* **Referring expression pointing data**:
· · · · ·
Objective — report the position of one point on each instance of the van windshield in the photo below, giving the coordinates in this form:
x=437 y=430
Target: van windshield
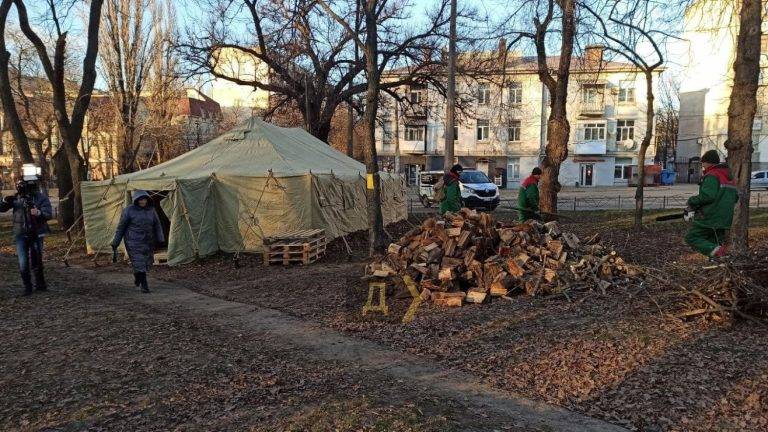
x=430 y=179
x=474 y=177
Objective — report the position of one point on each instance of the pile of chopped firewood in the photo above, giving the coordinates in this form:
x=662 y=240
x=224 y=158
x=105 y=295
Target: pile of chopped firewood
x=469 y=257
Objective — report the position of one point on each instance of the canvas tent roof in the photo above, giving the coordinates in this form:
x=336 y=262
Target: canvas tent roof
x=254 y=181
x=253 y=149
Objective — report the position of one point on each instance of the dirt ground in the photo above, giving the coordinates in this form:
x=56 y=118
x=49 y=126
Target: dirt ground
x=81 y=357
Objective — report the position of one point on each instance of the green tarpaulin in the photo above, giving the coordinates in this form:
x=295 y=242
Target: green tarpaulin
x=251 y=182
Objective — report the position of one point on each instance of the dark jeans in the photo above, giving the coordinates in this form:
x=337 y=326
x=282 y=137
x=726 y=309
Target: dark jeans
x=23 y=244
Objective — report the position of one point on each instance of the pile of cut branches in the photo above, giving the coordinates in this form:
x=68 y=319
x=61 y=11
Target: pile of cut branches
x=735 y=288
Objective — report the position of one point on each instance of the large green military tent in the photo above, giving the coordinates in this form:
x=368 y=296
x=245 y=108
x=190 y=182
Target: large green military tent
x=251 y=182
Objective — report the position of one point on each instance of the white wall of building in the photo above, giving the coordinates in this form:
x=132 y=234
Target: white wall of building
x=710 y=41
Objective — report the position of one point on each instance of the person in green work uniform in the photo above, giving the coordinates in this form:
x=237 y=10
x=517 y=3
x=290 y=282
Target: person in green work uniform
x=713 y=207
x=451 y=201
x=528 y=197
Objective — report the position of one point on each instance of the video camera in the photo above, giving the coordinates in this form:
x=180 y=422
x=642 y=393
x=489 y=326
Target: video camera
x=29 y=183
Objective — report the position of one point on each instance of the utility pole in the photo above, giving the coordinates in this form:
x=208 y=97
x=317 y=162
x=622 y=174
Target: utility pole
x=350 y=111
x=306 y=102
x=450 y=109
x=397 y=136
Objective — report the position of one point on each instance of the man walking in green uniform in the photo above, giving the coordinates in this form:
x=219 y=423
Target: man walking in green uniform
x=713 y=207
x=528 y=197
x=451 y=201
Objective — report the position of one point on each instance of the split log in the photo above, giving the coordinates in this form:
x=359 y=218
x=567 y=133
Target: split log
x=475 y=296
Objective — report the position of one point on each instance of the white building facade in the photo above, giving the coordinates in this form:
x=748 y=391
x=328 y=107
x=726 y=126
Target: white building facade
x=501 y=128
x=705 y=90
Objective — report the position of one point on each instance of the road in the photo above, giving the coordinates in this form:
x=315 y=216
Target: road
x=605 y=198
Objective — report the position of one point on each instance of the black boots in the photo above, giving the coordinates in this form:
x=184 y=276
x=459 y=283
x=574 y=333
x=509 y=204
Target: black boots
x=140 y=279
x=26 y=280
x=40 y=279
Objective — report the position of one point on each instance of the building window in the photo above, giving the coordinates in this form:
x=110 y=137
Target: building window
x=626 y=92
x=483 y=94
x=513 y=168
x=414 y=133
x=416 y=95
x=594 y=131
x=625 y=130
x=513 y=131
x=515 y=93
x=622 y=169
x=592 y=94
x=483 y=130
x=386 y=137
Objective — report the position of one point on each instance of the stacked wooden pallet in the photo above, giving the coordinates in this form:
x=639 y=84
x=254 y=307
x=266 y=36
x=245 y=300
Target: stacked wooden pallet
x=161 y=257
x=295 y=247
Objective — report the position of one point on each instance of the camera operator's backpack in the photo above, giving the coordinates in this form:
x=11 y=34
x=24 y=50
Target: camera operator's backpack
x=439 y=190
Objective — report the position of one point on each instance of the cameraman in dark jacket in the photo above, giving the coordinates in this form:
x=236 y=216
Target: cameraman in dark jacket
x=31 y=212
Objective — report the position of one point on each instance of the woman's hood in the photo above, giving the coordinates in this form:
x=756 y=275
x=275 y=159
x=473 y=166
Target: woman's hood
x=137 y=194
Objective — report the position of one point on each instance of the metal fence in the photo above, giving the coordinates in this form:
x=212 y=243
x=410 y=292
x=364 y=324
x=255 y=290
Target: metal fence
x=757 y=200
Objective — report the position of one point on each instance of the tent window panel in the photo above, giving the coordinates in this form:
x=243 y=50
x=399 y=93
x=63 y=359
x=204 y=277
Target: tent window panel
x=330 y=193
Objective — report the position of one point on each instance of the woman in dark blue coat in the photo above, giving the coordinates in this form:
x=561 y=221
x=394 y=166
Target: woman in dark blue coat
x=141 y=230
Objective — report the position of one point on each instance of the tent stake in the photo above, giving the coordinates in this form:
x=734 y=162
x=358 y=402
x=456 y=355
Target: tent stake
x=349 y=249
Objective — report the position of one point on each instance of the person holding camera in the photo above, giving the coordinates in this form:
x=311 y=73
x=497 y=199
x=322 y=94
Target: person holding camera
· · · · ·
* **EXERCISE BRIEF**: Produce a verbatim copy of all records, minus pictures.

* **RESULT**:
Objective — report the position of one point on each instance of the van windshield in the photo below, giving the coordinates in this form:
x=437 y=430
Target: van windshield
x=430 y=179
x=474 y=177
Objective — report the position of one point on each instance of the pile of chopped firewood in the photo above, giving the coordinates in this form:
x=662 y=240
x=224 y=158
x=105 y=295
Target: pile of chopped firewood
x=469 y=257
Objective — report the position of one point on each instance of the canvas tent roof in the photo above, giving the coordinates in this form:
x=336 y=262
Target: canvas tent roof
x=254 y=181
x=253 y=149
Objective — report the position of one point on each instance of the dirt ground in the photo above, giving the coordinates in this form:
x=56 y=118
x=49 y=126
Target: dirt ground
x=81 y=357
Objective — report the position of one point on each instance of the green tarpaulin in the photo above, giving the coordinates in this form:
x=295 y=242
Target: green tarpaulin
x=251 y=182
Objective — report the position of one point on each instance of the dark jeans in the photo above, giving the coordinates in this form:
x=337 y=326
x=282 y=137
x=726 y=309
Target: dark jeans
x=23 y=244
Objective — report the position of one point on each instance of the pile of cut branches in the photo above, giving the coordinates in this form:
x=68 y=319
x=61 y=11
Target: pile of cut branches
x=735 y=288
Objective — report the position of one point on each instance of the large green military tent in the photo above, giving the coordinates in this form:
x=368 y=296
x=245 y=108
x=190 y=182
Target: large green military tent
x=251 y=182
Objective — report the position of one point on each instance of the white wall of building in the photo above, giving the coordinates in this form:
x=132 y=234
Target: white wall of building
x=710 y=41
Objective — report the position of one point on each instance of the person in green work uniform in the photo above, giving the coordinates in this form:
x=237 y=10
x=517 y=3
x=290 y=282
Target: person in green work uniform
x=713 y=207
x=451 y=201
x=528 y=197
Objective — report the position of one point on each instance of the video camera in the photo above, giving the coordinates in this form:
x=180 y=422
x=642 y=393
x=489 y=326
Target: video camera
x=29 y=183
Objective — report the position of one point on each instance of the utility pole in the photo above, giving the coordinates in this form:
x=208 y=97
x=317 y=162
x=622 y=174
Target: utility pole
x=350 y=111
x=306 y=102
x=450 y=109
x=397 y=136
Objective — report the position of one point on each instance of the man walking in green uniform in the photo above, giving the coordinates in this form:
x=219 y=423
Target: man walking in green uniform
x=713 y=207
x=528 y=197
x=451 y=201
Objective — report the position of one point on each instance of the split log in the photo above, giving the coordinates in this form:
x=359 y=218
x=567 y=133
Target: split log
x=475 y=296
Objective — report the position of one point on each instance of the white building facade in the photo above, giving the coordinates in this form:
x=748 y=391
x=328 y=107
x=726 y=126
Target: white building facade
x=501 y=128
x=705 y=90
Objective — report the position of one point on each instance of the road in the photo above, giving the coordinates in this form:
x=315 y=216
Target: road
x=605 y=198
Objective — report the position of one point on each instance of the black boots in the photo above, giving the coordinates in this form:
x=184 y=276
x=459 y=283
x=574 y=333
x=509 y=204
Target: black boots
x=140 y=279
x=26 y=280
x=40 y=279
Objective — report the position of one point on each instance of the building window in the photo above, giving the coordinates in this form:
x=110 y=137
Target: building window
x=626 y=92
x=483 y=94
x=513 y=168
x=414 y=133
x=416 y=95
x=594 y=131
x=625 y=130
x=513 y=131
x=515 y=93
x=622 y=169
x=592 y=94
x=483 y=130
x=386 y=137
Objective — report the position of one point on each instance of the stacked wooden pallet in the photo above, giving the coordinates in this form:
x=639 y=84
x=254 y=307
x=266 y=36
x=245 y=300
Target: stacked wooden pallet
x=161 y=257
x=295 y=247
Objective — report the position of one point on each instance of the camera operator's backpack in the photo above, giving the coordinates in this form:
x=11 y=34
x=24 y=50
Target: camera operator's backpack
x=439 y=190
Objective — report the position of one point on each instance of the cameraman in dark jacket in the photo above, giving the coordinates in this form:
x=236 y=216
Target: cameraman in dark jacket
x=31 y=212
Objective — report the position of one point on each instance of the woman's hood in the photo above, giving the coordinates in this form:
x=756 y=275
x=275 y=159
x=473 y=166
Target: woman's hood
x=137 y=194
Objective — report the position of one point on each instance of the metal fence in the photo above, giving the coordinates in this form:
x=212 y=243
x=410 y=292
x=364 y=324
x=255 y=290
Target: metal fence
x=757 y=200
Objective — report the position of one point on each instance of the tent window panel in the photo above, giving the coordinates in this form:
x=243 y=50
x=399 y=93
x=63 y=359
x=204 y=277
Target: tent window panel
x=330 y=193
Objective — report the position of one point on each instance of the woman in dark blue coat in the photo above, giving the coordinates in this form:
x=561 y=221
x=394 y=166
Target: woman in dark blue coat
x=141 y=230
Objective — report the position of one point on each instance of the tent stake in the photo above, giving the coordinates in this form:
x=734 y=162
x=358 y=402
x=456 y=355
Target: tent stake
x=349 y=249
Objective — report the position of one point on each instance of the person holding camera in the photo above, giving the coordinates in this form:
x=311 y=73
x=497 y=199
x=322 y=94
Target: person holding camera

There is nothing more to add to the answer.